* Exercise instructions: Return verbatim the line containing "Query: stone base" together with all lines that follow it, through the end of the records.

(Stored entries)
• • • •
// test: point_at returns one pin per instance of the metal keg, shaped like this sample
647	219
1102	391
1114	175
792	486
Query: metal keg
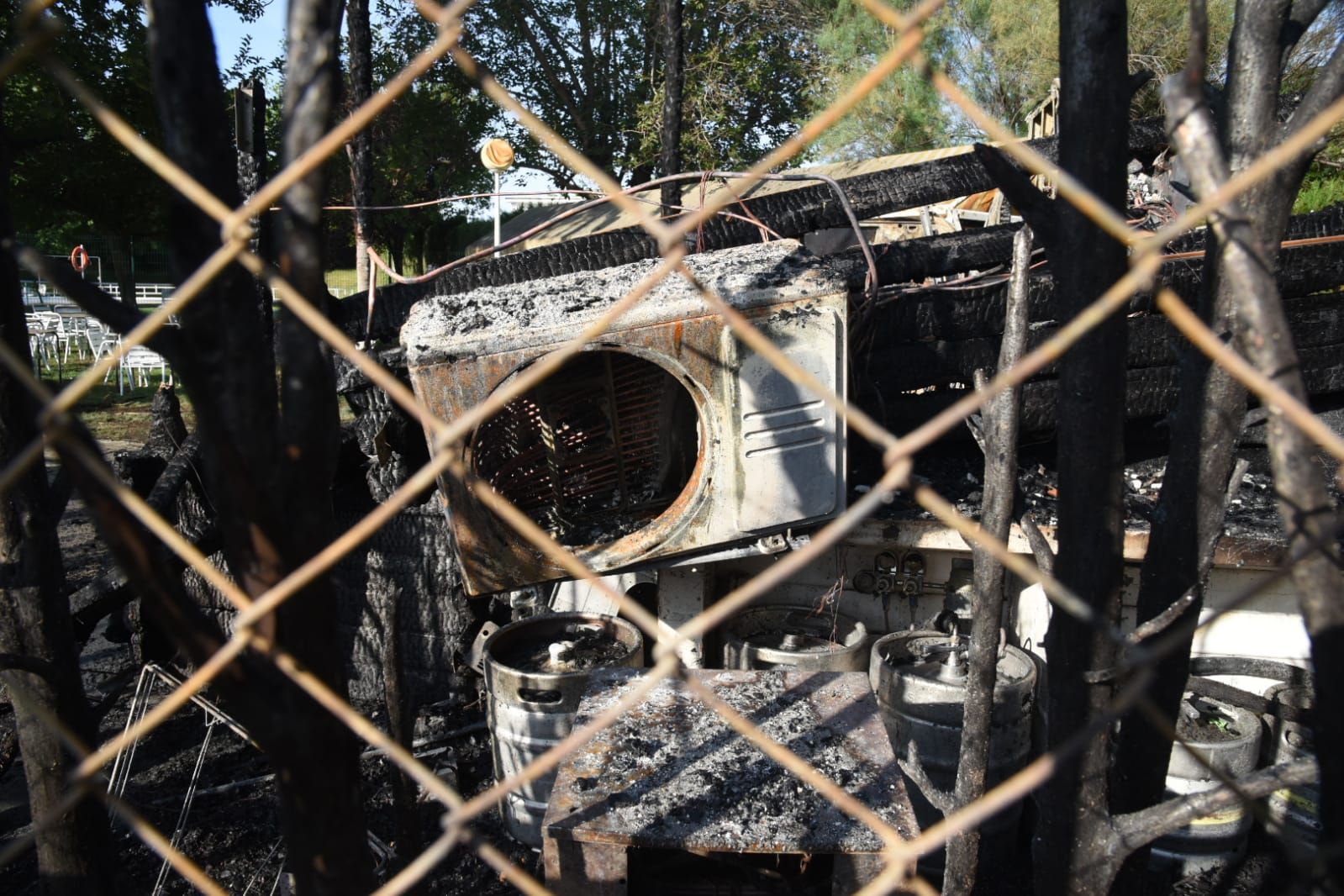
535	673
1225	738
920	678
1294	812
794	638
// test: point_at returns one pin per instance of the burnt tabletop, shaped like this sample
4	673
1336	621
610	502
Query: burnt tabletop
672	774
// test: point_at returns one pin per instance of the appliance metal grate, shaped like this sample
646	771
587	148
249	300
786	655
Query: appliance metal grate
596	451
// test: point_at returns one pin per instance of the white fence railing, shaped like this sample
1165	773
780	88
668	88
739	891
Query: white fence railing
43	294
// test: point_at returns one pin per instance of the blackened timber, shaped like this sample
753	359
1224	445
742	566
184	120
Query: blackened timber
787	213
1149	393
1315	321
971	312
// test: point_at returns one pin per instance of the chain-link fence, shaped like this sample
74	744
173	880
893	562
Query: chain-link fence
897	451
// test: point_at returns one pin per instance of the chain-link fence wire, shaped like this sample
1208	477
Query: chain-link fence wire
36	29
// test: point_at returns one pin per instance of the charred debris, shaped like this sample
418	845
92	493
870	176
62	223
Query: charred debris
935	317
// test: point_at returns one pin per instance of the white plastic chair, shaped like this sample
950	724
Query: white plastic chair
139	361
101	340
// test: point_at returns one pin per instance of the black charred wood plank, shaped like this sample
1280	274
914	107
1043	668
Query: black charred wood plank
789	213
1148	393
1315	320
971	312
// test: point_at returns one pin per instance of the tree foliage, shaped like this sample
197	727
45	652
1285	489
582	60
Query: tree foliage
593	71
1003	53
69	175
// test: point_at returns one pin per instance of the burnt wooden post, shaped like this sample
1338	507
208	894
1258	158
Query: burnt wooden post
36	644
1094	112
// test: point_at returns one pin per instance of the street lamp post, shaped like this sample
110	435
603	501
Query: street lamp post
498	156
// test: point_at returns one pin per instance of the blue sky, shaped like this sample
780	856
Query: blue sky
268	36
268	33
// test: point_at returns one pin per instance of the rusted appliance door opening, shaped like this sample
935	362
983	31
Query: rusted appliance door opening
597	451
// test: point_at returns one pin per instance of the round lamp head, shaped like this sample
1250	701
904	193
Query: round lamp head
498	155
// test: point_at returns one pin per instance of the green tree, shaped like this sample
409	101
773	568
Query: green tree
422	148
1003	53
593	70
904	114
749	66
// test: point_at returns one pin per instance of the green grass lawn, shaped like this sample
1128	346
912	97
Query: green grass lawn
125	417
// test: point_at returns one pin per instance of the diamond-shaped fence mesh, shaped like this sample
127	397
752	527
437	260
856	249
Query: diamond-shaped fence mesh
897	451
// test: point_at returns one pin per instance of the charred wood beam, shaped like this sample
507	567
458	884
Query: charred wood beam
1093	108
1000	487
1315	321
788	213
1149	393
1305	507
976	310
74	849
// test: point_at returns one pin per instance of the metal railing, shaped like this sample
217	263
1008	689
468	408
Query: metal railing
897	451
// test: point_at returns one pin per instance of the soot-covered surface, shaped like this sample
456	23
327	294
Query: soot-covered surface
672	774
956	469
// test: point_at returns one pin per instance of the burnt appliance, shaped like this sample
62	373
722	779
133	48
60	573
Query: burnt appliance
667	435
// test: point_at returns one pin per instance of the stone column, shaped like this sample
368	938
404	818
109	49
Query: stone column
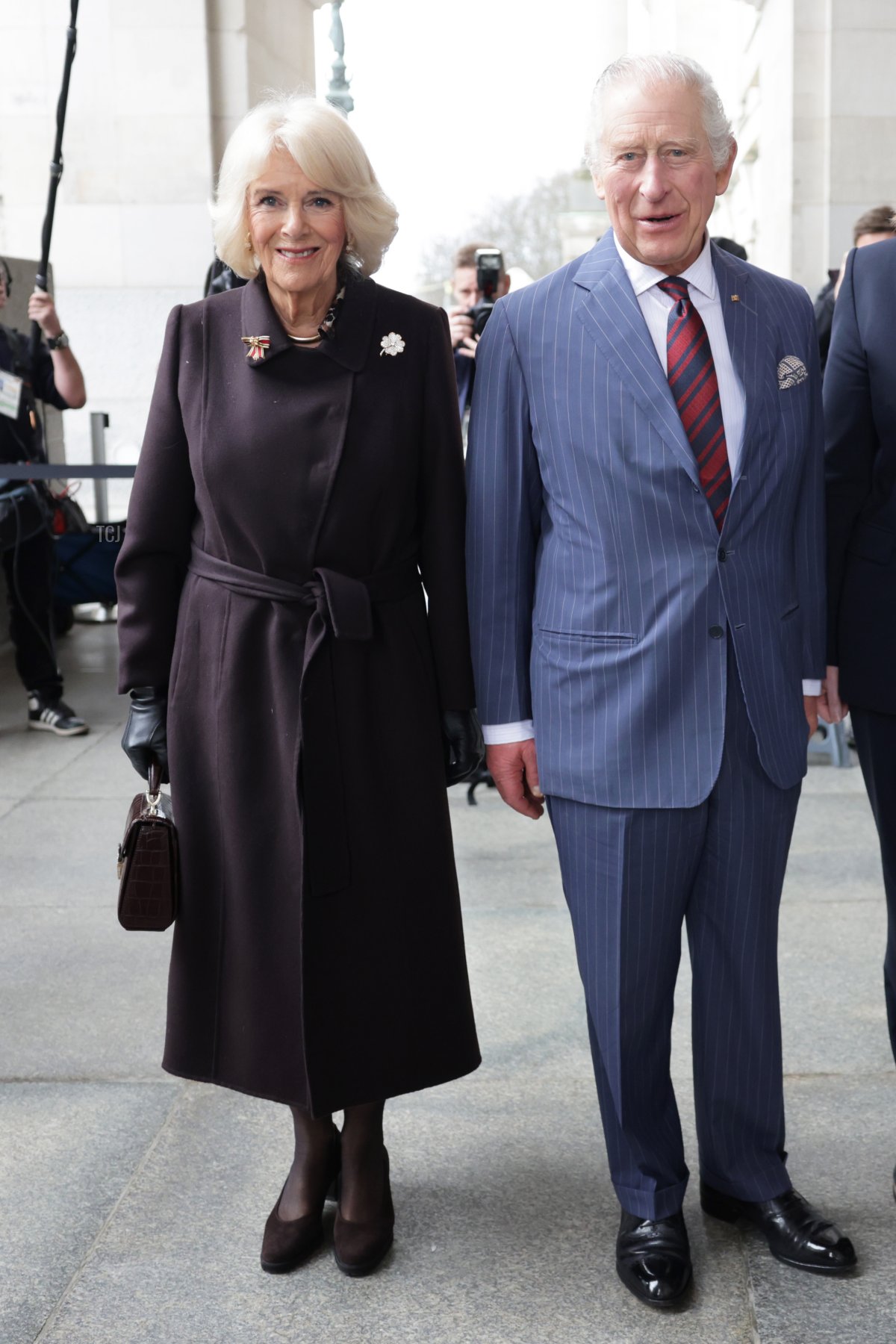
155	92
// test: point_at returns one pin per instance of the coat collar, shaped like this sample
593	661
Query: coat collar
748	342
349	344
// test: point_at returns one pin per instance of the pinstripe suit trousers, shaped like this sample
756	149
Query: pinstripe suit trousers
632	875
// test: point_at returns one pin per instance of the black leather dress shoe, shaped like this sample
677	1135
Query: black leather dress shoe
795	1233
653	1258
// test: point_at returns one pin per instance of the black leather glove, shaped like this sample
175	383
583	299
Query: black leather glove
146	734
464	746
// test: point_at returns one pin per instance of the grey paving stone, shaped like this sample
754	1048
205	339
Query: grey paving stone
66	1156
28	759
102	772
60	853
80	998
507	1218
827	779
503	1234
832	988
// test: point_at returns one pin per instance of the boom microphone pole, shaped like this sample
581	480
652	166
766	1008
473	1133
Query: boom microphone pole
55	172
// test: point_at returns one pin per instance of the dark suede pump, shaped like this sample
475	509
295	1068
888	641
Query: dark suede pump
287	1242
653	1258
361	1248
797	1234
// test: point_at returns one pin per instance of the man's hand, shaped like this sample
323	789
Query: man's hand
461	329
830	707
810	706
514	769
840	279
43	312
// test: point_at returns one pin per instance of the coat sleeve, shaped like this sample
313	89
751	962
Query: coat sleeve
504	519
153	558
850	443
442	514
810	520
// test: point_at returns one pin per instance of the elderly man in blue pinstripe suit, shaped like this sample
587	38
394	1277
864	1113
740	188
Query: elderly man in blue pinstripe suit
647	596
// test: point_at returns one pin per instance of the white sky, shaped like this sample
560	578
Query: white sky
465	101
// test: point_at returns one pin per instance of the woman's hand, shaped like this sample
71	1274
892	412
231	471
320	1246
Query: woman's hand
464	746
830	707
146	732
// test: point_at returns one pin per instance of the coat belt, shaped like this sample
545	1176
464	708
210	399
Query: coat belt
343	606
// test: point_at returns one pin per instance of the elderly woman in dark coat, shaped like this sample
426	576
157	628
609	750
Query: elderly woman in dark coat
300	480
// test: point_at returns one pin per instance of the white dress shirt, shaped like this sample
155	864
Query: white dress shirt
655	307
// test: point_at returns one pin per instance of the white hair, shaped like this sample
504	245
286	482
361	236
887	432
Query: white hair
648	73
327	149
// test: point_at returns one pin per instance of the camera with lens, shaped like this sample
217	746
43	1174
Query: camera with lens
489	268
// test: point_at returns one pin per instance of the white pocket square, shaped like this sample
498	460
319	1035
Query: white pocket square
790	373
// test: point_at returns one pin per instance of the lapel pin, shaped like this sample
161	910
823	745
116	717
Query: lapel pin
257	346
393	344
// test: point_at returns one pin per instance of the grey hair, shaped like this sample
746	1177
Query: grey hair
327	149
647	73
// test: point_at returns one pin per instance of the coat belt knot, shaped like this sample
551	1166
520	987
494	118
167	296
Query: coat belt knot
343	606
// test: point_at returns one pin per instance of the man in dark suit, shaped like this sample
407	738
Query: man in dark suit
645	559
55	378
860	416
875	226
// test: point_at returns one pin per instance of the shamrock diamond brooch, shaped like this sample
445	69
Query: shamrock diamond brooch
257	346
393	344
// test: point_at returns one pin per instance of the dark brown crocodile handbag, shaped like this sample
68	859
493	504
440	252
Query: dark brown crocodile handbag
148	867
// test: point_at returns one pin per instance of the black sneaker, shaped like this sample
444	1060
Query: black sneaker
54	717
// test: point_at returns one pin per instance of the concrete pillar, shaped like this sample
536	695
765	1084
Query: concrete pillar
155	92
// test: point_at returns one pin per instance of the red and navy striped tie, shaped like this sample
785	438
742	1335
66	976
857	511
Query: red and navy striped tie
692	378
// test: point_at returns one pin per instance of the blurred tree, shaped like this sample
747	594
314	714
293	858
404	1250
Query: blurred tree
526	228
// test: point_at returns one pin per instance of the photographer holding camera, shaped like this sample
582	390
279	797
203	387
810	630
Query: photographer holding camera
479	280
26	546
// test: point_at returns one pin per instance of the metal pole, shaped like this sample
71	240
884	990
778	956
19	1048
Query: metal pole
99	426
339	87
55	171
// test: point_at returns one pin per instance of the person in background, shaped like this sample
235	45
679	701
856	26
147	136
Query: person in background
54	378
300	484
467	295
860	418
875	226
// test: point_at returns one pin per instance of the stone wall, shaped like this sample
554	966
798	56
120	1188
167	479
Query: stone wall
155	90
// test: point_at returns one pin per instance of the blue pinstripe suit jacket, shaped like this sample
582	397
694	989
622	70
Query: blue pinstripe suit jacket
595	569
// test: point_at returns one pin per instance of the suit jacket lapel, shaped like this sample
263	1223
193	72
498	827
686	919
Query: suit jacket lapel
609	311
751	352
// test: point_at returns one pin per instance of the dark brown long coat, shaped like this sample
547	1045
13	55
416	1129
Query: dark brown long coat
319	954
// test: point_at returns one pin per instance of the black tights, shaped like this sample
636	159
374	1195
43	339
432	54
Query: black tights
361	1189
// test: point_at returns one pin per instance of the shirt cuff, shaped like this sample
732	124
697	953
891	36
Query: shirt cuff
499	732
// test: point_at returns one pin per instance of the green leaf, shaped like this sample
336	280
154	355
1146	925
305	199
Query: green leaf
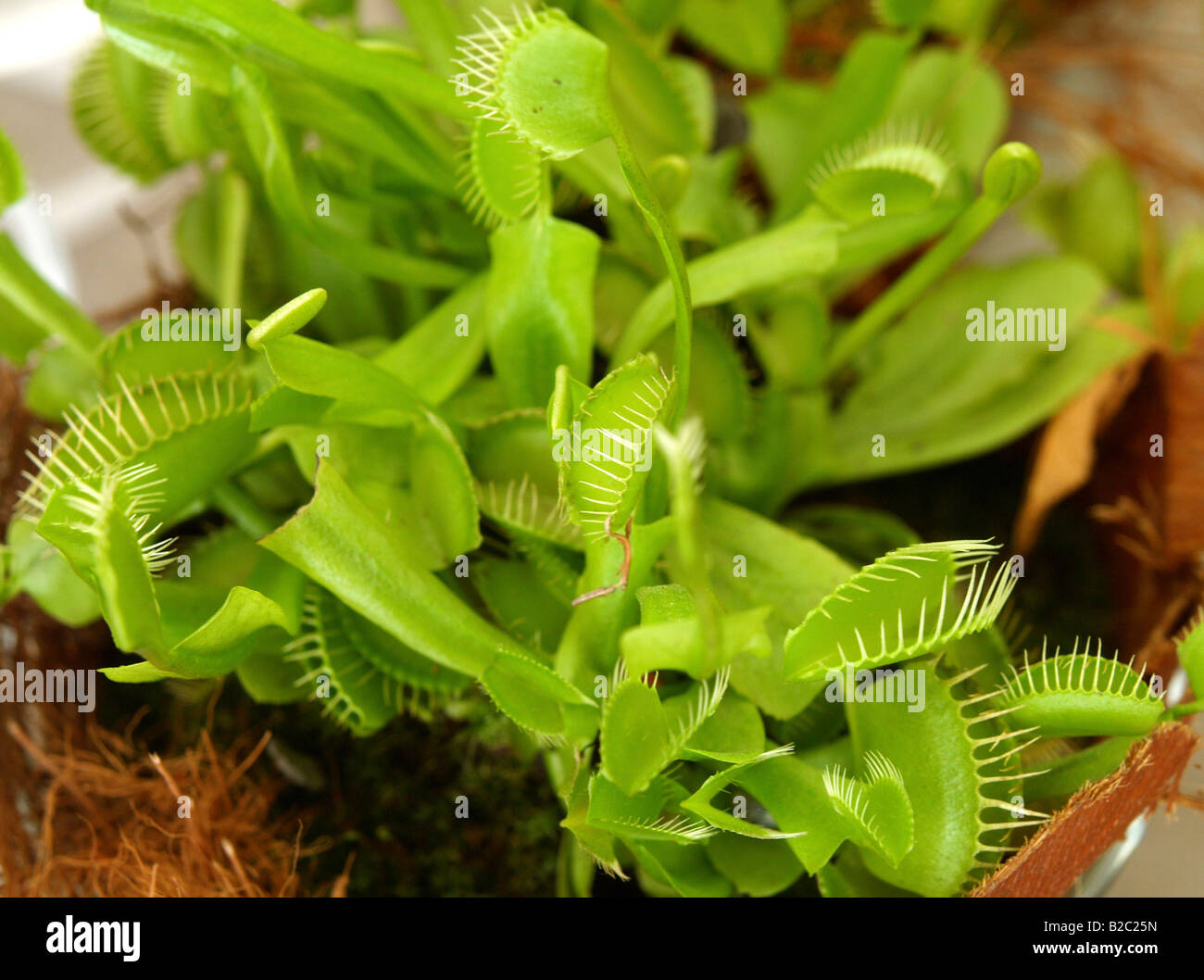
111	105
978	395
605	453
902	606
757	562
805	245
758	868
338	542
540	302
97	524
672	638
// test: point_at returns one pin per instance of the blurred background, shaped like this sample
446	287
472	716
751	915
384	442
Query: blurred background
1126	75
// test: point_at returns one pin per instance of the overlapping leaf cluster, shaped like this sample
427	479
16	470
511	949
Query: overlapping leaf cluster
466	221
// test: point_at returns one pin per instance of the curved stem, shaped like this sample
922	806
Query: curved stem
646	199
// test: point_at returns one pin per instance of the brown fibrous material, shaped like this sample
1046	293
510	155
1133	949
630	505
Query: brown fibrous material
1095	819
92	814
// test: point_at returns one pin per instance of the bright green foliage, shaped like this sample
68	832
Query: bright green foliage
1083	695
453	458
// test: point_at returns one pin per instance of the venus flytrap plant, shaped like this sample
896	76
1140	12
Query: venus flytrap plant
420	491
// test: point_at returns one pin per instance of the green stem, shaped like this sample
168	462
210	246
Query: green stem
671	249
233	216
911	284
32	296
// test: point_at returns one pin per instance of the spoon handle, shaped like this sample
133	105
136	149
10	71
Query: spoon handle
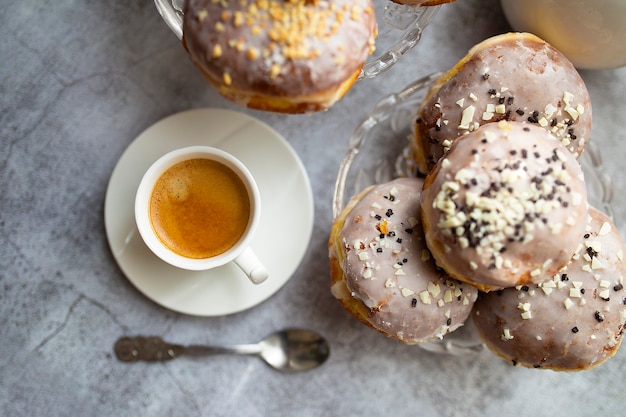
155	349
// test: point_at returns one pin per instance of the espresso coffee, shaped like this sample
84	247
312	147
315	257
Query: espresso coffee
199	208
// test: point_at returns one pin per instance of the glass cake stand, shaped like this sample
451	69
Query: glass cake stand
400	29
378	151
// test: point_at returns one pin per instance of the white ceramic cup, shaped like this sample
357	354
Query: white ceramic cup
241	253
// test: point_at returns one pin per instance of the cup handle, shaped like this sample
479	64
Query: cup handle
251	266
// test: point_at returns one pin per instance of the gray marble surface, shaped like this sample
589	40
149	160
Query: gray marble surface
79	80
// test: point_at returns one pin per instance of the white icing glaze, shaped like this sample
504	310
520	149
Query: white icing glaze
390	271
516	77
276	48
570	321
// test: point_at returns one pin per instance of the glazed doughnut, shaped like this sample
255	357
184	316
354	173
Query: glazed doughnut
505	206
288	56
571	321
514	76
382	272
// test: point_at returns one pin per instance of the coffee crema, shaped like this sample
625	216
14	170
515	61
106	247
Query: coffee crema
199	208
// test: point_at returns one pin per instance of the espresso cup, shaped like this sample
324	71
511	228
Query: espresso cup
197	208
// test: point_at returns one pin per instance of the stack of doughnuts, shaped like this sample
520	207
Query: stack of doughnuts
287	56
514	77
502	210
382	271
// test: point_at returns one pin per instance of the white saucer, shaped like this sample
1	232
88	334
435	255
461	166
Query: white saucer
282	236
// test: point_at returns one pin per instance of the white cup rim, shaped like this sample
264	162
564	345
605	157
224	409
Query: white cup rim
142	206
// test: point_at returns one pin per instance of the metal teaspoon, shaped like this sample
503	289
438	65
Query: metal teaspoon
289	350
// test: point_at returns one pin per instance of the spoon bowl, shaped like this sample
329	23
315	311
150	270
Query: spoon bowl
289	350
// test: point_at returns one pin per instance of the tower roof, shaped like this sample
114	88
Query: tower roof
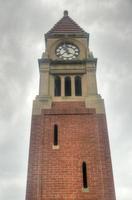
67	26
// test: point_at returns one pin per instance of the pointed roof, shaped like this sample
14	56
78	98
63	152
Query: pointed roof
67	26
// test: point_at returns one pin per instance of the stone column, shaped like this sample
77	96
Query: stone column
62	86
44	81
73	86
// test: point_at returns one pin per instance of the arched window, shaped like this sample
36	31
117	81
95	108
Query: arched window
84	172
78	86
55	134
57	86
67	86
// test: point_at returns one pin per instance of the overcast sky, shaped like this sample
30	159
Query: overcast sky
22	27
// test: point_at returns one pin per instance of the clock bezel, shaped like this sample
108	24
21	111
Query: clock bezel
61	57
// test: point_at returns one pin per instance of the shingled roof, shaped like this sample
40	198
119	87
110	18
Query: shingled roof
67	26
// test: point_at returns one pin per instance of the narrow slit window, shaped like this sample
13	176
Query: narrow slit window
57	86
67	86
84	171
55	135
78	86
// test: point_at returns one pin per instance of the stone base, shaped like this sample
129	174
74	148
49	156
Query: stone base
95	101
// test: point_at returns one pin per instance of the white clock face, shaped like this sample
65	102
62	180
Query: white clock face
67	51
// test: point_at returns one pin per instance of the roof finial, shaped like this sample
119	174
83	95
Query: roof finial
65	13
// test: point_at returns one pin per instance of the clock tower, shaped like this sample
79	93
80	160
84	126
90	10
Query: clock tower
69	155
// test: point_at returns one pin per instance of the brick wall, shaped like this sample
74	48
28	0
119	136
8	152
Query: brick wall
57	173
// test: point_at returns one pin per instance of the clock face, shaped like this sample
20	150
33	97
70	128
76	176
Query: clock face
67	51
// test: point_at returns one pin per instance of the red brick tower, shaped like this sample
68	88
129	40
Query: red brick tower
69	155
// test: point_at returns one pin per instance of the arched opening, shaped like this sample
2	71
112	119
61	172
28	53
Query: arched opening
• • • •
* Solution to the exercise:
Query: stone base
95	101
// test: point_at returns one pin per instance of the white clock face, shaped like this sample
65	102
62	180
Query: white clock face
67	51
// test: point_at returns one pin per instance of the roof finial, shaped like this sample
119	174
83	95
Query: roof finial
65	13
// test: point_at returns one pin per instance of the clock tower, shaped like this sample
79	93
80	160
84	126
90	10
Query: clock tower
69	155
// test: point_at returns one pin per instance of the brick wall, shaped like this sample
74	48
28	0
119	136
8	152
Query: brick wall
57	173
// test: point_at returns one pin per instance of the clock face, shaped like this sample
20	150
33	97
70	128
76	176
Query: clock face
67	51
// test: point_at returns one pin per instance of the red brick tower, shaped like this sample
68	88
129	40
Query: red brick tower
69	155
// test: point_at returns one pin per instance of the arched opening, shaped like this sample
2	71
112	119
61	172
28	53
Query: arched opening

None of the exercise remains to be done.